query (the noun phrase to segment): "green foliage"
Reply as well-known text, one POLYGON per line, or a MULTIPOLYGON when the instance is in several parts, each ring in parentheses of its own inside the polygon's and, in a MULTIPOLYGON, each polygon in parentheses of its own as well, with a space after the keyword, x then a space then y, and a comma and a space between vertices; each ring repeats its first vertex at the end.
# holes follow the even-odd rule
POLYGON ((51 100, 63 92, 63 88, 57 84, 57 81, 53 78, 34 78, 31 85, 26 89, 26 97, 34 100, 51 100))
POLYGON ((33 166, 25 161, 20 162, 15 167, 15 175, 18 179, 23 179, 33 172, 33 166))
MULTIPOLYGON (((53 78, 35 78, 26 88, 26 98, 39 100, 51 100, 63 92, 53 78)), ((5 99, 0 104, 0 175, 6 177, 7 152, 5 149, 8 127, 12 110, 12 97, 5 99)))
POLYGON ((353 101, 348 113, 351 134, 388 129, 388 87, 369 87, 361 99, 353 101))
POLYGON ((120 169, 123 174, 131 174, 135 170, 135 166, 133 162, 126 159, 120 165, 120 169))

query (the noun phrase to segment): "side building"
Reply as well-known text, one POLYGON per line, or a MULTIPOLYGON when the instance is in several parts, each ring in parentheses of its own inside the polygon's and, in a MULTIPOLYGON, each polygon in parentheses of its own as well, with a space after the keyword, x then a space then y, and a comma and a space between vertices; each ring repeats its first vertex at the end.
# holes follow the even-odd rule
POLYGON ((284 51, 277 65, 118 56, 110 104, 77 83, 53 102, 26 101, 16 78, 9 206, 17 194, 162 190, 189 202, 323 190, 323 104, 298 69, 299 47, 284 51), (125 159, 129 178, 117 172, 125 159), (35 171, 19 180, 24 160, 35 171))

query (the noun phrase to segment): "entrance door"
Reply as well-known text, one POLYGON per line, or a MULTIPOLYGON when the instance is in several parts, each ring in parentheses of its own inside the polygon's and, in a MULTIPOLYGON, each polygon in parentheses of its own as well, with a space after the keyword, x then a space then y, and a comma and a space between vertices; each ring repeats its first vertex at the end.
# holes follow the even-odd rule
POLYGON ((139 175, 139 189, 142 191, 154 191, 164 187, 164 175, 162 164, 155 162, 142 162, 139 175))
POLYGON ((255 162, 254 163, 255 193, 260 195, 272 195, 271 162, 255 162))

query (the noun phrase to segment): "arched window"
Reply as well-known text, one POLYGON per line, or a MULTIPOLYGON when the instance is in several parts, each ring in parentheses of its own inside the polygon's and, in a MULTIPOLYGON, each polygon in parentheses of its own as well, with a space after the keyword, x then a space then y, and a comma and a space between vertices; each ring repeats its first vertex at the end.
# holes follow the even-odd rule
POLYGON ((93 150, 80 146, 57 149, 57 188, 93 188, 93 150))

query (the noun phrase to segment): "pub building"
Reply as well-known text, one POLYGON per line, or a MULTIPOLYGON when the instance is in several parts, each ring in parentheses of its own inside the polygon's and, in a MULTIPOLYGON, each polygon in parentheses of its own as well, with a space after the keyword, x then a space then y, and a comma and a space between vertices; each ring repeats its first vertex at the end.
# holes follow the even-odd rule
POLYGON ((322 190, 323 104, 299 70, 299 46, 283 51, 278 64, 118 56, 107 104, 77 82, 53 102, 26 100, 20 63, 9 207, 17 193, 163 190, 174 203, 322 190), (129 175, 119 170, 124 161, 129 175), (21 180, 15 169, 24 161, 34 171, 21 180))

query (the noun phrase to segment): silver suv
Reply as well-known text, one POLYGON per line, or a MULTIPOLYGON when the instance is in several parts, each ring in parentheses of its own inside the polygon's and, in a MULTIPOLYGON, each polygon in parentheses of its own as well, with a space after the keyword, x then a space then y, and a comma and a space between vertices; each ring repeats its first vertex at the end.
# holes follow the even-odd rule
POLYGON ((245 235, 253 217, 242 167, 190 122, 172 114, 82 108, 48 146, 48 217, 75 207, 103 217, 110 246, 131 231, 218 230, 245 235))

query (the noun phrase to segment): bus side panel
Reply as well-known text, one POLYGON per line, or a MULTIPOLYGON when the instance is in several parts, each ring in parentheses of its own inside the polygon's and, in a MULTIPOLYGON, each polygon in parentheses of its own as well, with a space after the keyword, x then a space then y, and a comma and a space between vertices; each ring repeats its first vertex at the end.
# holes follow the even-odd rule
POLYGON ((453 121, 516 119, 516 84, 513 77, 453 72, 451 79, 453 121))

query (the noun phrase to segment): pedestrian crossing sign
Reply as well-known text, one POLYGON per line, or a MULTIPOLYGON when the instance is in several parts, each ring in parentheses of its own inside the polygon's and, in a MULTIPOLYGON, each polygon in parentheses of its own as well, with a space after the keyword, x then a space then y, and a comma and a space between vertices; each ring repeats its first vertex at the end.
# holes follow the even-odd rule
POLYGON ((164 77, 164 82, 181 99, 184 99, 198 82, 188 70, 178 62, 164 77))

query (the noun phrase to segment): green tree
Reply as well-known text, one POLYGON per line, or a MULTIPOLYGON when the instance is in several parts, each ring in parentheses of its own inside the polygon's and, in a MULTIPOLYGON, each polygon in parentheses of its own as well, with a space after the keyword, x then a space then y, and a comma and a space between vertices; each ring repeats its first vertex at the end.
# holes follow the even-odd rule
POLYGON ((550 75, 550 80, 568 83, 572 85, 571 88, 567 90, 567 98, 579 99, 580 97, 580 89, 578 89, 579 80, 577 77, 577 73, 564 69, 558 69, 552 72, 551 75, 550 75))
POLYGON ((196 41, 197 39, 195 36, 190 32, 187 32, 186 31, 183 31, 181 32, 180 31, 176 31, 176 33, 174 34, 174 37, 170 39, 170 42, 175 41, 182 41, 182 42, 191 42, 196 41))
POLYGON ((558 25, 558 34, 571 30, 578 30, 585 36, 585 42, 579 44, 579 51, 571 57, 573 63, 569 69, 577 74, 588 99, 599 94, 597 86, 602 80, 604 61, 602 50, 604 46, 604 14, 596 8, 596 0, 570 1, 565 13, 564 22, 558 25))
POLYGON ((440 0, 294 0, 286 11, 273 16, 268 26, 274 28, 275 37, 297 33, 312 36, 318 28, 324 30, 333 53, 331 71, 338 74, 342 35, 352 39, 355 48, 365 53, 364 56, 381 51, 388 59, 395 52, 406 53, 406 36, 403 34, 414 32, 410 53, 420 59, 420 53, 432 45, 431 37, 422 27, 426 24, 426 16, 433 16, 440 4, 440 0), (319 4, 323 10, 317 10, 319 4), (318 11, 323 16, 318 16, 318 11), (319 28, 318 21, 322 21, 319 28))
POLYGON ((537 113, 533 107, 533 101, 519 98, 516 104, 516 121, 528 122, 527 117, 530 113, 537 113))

---*---

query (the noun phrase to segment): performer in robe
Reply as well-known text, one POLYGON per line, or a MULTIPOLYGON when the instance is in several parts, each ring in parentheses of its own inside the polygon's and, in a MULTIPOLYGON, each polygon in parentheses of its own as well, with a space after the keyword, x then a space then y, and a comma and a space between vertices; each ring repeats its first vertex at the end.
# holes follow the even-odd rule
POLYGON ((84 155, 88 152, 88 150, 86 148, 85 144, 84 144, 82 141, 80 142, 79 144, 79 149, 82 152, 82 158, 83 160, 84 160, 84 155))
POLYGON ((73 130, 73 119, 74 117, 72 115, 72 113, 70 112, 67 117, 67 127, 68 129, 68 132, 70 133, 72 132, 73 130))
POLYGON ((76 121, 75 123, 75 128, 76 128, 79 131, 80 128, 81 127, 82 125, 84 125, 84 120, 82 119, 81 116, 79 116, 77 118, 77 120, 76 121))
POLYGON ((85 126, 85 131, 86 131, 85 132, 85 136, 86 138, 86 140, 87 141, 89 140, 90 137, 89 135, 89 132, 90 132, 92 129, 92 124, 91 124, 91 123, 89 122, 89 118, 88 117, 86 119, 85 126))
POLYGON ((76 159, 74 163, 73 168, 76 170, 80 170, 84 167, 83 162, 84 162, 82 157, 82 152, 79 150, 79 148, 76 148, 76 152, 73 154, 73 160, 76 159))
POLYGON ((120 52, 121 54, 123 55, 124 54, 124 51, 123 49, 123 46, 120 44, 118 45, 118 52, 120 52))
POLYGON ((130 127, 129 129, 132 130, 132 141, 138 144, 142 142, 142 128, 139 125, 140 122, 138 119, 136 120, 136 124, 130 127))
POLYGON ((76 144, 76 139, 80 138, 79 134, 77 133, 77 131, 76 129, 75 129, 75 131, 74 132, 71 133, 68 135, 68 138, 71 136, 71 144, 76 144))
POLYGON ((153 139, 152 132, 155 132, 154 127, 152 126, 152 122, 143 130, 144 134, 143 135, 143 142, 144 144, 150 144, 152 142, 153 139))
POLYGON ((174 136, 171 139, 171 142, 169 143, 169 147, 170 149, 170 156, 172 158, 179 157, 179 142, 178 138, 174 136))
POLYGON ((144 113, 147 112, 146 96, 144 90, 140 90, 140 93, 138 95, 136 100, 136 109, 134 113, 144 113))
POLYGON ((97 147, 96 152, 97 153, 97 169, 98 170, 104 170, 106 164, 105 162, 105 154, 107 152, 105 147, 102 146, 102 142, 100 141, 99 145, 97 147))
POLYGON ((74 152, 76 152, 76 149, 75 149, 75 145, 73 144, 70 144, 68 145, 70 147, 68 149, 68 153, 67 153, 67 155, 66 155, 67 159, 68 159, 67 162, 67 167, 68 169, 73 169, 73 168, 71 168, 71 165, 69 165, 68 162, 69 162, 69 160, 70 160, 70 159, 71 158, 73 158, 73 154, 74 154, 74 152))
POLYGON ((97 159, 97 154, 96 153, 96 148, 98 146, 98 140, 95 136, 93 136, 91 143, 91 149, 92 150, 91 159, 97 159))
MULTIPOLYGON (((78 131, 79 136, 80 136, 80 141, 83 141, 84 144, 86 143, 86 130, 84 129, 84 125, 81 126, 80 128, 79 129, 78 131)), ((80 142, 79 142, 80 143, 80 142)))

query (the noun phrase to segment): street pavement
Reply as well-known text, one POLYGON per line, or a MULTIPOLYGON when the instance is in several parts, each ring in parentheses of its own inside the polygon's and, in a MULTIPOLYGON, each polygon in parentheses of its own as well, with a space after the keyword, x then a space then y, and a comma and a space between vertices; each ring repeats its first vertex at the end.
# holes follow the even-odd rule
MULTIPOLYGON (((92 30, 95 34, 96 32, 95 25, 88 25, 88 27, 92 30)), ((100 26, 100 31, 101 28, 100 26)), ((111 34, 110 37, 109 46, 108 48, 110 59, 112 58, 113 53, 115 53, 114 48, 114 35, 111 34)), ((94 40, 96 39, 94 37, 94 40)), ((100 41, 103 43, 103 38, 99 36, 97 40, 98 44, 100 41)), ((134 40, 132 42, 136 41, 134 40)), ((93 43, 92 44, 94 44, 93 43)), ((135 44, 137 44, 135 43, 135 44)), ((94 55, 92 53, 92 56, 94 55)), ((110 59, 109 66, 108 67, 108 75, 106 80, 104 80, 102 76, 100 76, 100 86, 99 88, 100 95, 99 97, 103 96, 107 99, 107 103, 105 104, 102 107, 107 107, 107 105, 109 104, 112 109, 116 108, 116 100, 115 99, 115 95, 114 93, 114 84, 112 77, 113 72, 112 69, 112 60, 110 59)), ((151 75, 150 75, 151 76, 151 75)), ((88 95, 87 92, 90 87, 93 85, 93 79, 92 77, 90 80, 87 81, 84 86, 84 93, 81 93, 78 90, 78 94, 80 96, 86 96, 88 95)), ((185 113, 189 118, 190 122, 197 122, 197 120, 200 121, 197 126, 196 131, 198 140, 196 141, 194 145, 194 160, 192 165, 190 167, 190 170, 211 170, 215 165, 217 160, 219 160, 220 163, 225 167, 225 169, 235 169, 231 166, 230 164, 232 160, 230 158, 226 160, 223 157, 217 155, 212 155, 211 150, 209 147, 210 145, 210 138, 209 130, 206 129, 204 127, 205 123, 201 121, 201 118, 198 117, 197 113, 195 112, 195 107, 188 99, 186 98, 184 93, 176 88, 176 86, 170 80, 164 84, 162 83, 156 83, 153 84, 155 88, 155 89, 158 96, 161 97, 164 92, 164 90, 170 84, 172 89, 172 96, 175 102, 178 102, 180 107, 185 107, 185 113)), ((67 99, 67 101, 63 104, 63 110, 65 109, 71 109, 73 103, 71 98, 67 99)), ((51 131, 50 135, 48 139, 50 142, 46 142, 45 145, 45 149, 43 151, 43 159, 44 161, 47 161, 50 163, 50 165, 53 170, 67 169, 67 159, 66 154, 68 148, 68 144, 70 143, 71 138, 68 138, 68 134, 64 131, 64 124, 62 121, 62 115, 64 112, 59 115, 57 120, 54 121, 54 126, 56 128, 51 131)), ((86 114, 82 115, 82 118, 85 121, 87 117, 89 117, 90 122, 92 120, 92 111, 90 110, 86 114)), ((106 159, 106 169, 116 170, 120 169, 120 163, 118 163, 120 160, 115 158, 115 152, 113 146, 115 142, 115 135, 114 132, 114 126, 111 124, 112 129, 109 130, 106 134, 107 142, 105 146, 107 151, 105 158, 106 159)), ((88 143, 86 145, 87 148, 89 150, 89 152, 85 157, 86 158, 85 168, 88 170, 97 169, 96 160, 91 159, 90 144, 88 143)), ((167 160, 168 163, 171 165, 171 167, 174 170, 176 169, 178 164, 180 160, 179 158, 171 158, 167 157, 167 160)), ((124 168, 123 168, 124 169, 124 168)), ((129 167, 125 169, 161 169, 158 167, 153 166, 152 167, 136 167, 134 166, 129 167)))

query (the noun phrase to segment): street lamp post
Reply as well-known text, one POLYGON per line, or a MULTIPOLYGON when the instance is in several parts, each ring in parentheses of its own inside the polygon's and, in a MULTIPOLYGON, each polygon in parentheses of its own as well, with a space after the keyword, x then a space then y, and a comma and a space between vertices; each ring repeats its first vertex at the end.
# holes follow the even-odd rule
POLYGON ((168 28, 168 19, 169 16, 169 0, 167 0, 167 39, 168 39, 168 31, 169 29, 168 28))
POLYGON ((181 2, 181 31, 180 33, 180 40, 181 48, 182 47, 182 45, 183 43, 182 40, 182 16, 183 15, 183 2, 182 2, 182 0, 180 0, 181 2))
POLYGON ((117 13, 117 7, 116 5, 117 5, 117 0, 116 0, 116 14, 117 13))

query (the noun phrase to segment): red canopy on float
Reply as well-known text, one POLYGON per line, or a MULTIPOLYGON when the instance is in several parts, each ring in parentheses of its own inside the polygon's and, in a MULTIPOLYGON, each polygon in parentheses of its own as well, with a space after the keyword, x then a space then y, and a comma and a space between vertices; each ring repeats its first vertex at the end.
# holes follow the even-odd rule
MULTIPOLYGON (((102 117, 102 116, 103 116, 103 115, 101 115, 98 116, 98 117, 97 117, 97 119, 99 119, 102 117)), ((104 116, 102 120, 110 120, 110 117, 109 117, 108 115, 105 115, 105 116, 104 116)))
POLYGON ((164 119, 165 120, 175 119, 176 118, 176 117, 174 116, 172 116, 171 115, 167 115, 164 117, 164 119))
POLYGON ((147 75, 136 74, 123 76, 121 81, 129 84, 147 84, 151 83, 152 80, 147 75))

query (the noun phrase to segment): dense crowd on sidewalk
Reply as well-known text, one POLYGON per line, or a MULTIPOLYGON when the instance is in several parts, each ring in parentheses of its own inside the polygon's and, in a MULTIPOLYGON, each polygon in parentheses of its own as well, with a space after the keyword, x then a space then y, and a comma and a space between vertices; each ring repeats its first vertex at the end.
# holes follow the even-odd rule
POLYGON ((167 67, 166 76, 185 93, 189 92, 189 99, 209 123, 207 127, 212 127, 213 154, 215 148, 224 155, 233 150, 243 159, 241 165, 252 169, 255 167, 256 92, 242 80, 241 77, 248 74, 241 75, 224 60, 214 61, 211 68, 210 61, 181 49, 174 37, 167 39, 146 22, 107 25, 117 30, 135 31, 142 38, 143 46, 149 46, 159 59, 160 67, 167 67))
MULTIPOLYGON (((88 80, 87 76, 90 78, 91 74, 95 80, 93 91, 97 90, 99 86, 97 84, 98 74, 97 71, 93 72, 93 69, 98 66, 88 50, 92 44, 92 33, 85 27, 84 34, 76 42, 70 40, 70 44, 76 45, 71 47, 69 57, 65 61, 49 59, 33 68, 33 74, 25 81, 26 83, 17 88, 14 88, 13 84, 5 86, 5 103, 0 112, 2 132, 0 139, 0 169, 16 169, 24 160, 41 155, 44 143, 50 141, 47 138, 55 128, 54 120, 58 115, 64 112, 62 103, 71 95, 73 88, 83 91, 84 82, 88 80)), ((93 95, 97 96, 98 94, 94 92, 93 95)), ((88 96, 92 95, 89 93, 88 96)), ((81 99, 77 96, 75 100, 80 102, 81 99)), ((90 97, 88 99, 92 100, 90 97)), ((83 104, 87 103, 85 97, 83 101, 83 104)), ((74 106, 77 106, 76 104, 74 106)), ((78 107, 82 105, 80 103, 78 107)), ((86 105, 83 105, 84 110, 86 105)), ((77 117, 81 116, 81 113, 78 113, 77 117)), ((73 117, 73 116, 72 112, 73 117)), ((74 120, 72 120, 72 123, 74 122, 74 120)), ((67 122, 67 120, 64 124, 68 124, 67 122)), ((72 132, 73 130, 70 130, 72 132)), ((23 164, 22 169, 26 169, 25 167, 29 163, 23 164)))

---*---

__Exercise goal__:
Pick out every line in the records above that contains the string "building", and copy each one.

__Response to this exercise__:
query (the noun phrase to segment): "side building"
query (the noun phrase to segment): "pub building"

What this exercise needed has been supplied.